__Required work__
Please give the number of lines in the records below that contain the string "Target", counting only matches with the same case. Reply with the number alone.

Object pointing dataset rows
⟨

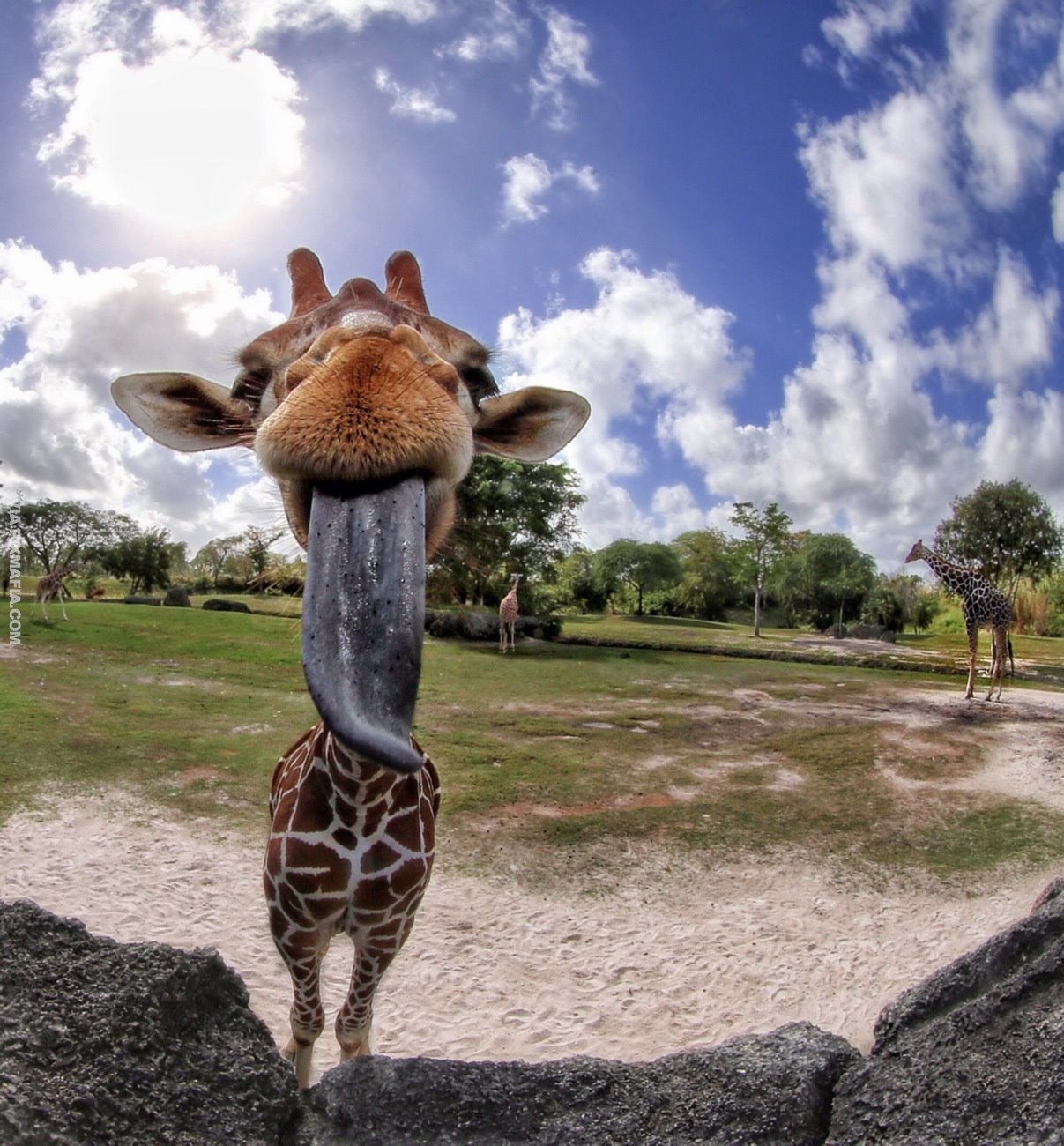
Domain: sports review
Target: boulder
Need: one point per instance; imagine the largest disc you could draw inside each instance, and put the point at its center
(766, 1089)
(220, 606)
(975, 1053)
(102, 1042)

⟩
⟨

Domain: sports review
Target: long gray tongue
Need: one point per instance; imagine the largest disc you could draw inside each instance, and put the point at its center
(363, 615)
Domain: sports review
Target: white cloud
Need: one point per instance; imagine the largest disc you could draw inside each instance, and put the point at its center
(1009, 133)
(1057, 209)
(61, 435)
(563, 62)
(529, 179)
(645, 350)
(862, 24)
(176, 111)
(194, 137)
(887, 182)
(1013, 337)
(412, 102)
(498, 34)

⟩

__Exercise result__
3